Given request: Quote the data word for word, starting with the line that contains "Flashcard — Front: Point out the stone sculpture" and going on through the line that contains "[0,245,480,319]", with both of those lines included.

Task material:
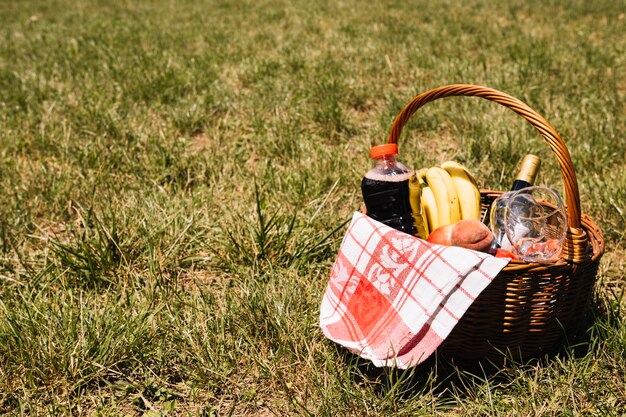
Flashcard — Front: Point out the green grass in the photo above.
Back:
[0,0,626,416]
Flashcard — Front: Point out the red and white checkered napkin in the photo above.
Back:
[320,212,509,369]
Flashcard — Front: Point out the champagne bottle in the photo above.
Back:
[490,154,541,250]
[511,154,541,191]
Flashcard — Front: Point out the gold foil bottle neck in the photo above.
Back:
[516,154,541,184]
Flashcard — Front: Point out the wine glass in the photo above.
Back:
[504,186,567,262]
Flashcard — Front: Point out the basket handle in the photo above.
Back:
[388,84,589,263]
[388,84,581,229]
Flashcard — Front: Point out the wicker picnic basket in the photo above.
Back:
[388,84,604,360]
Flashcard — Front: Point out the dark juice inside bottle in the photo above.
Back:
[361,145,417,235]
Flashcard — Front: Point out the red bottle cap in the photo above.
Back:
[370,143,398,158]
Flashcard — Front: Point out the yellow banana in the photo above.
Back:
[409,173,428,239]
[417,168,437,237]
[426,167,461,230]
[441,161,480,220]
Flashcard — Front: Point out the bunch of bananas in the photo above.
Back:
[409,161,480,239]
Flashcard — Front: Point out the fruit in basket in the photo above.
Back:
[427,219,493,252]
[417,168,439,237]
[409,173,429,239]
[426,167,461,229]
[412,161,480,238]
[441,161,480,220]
...
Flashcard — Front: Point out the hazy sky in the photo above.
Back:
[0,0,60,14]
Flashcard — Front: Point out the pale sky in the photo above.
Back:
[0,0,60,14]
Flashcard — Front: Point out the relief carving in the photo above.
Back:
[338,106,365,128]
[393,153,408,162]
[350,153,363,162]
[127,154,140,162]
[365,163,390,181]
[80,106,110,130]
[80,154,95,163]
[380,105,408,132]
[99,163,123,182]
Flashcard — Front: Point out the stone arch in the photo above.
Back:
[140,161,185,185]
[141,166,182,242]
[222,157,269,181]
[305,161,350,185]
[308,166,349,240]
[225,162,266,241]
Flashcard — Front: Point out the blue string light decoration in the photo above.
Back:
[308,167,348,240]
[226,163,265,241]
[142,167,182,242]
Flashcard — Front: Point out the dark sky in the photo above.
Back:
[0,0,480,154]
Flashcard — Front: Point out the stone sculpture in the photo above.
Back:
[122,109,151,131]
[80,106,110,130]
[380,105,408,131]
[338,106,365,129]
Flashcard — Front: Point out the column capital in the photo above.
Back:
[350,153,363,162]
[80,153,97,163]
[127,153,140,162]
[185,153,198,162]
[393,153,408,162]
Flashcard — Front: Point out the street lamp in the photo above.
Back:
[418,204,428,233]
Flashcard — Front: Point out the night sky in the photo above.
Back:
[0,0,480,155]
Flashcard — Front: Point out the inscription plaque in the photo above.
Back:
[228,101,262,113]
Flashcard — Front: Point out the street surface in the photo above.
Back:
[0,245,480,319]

Answer to this task:
Flashcard — Front: Point out the stone sculpture in the photo above.
Back:
[122,109,151,131]
[80,106,110,130]
[380,105,408,131]
[338,106,365,129]
Flashcard — Front: Point out the column capital in the photo above.
Back:
[350,153,363,162]
[80,153,97,163]
[127,153,140,162]
[185,153,198,162]
[393,153,408,162]
Flashcard — Front: Point out the street lamp in the photo above.
Back:
[418,204,428,233]
Flashcard — Front: Point out the night sky in the photo above.
Back:
[0,0,480,155]
Flashcard — Front: Point out the inscription plaque in the photo above.
Back:
[228,101,262,113]
Flashcard — Front: Point out the street surface in the photo above.
Back:
[0,245,480,319]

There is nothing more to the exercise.